> [Task goal]: Every entry must be copied word for word.

(Records excerpted from a collection)
"""
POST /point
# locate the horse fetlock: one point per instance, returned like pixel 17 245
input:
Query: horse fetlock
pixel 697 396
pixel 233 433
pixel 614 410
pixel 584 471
"""
> [Your solution]:
POST /point
# locate the horse fetlock: one point per instance, returned like pixel 17 245
input:
Query: horse fetlock
pixel 697 396
pixel 233 433
pixel 614 410
pixel 584 471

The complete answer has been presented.